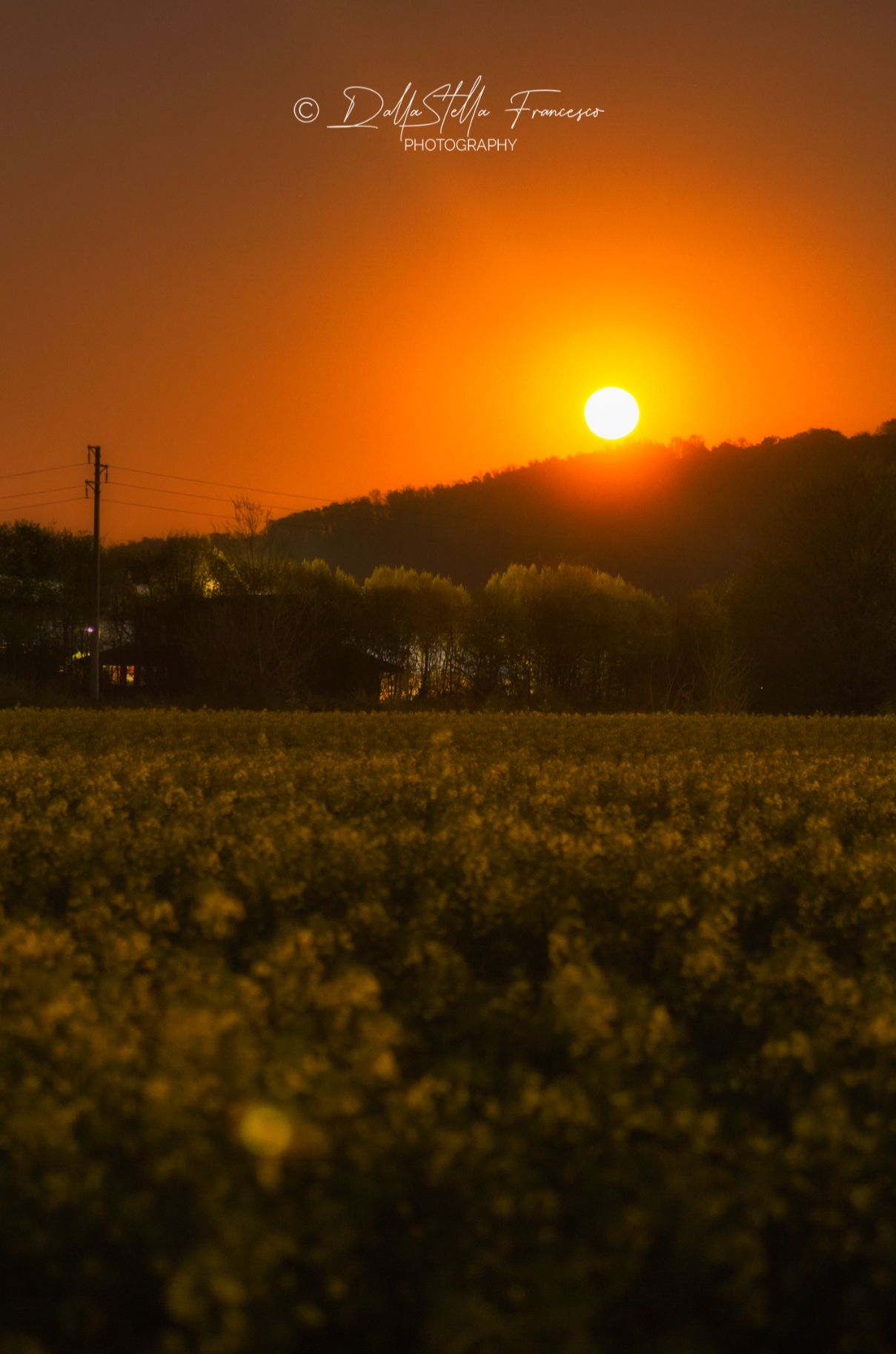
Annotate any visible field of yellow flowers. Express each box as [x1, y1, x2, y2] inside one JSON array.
[[0, 710, 896, 1354]]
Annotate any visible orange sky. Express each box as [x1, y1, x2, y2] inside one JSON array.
[[0, 0, 896, 539]]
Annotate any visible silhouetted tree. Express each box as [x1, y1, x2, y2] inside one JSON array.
[[737, 452, 896, 713]]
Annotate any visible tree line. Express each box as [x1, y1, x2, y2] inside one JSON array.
[[0, 439, 896, 713]]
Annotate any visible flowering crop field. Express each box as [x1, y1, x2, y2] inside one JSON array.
[[0, 710, 896, 1354]]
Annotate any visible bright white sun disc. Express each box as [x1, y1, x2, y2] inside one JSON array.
[[585, 386, 640, 440]]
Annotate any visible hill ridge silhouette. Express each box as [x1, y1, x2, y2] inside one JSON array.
[[269, 421, 896, 600]]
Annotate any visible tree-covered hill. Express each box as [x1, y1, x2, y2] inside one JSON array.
[[272, 421, 896, 598]]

════════════════

■ Written instruction:
Reproduce every line of the records above, requests included, but leave out the pictures. Multiply each bounding-box coordinate in the answers by 1.05 and round it to the nearest whole number, rounding halves up.

■ Answer for the task:
Annotate any visible field of yellow flowers. Express each box as [x1, y1, x2, y2] inside one JSON array.
[[0, 746, 941, 1422]]
Annotate any visible orange sky. Express each box as [x1, y1, x2, y2] inside one JSON array.
[[0, 0, 941, 566]]
Annotate any visible silhouetted tree. Express each box as [x1, y1, x2, y2] inside one JSON array.
[[774, 475, 941, 749]]
Annotate any visible tree line. Express each box as [x1, y1, x2, y2] inside one JSON array.
[[0, 461, 941, 749]]
Annotate any visible flowering crop field. Express each box as [x1, y1, x2, y2] inside one JSON array.
[[0, 746, 941, 1422]]
Annotate any visible bright white sun disc. Express each box as [x1, y1, x2, y2] inside one JSON array.
[[614, 405, 672, 462]]
Annotate any visible hill ridge silhouette. Express each box as [x1, y1, x2, y2] inside one JSON array.
[[282, 442, 941, 630]]
Annotate any visible tree-covered hill. Express each box as [x1, y1, x2, y2] inside one JSON array.
[[286, 442, 941, 628]]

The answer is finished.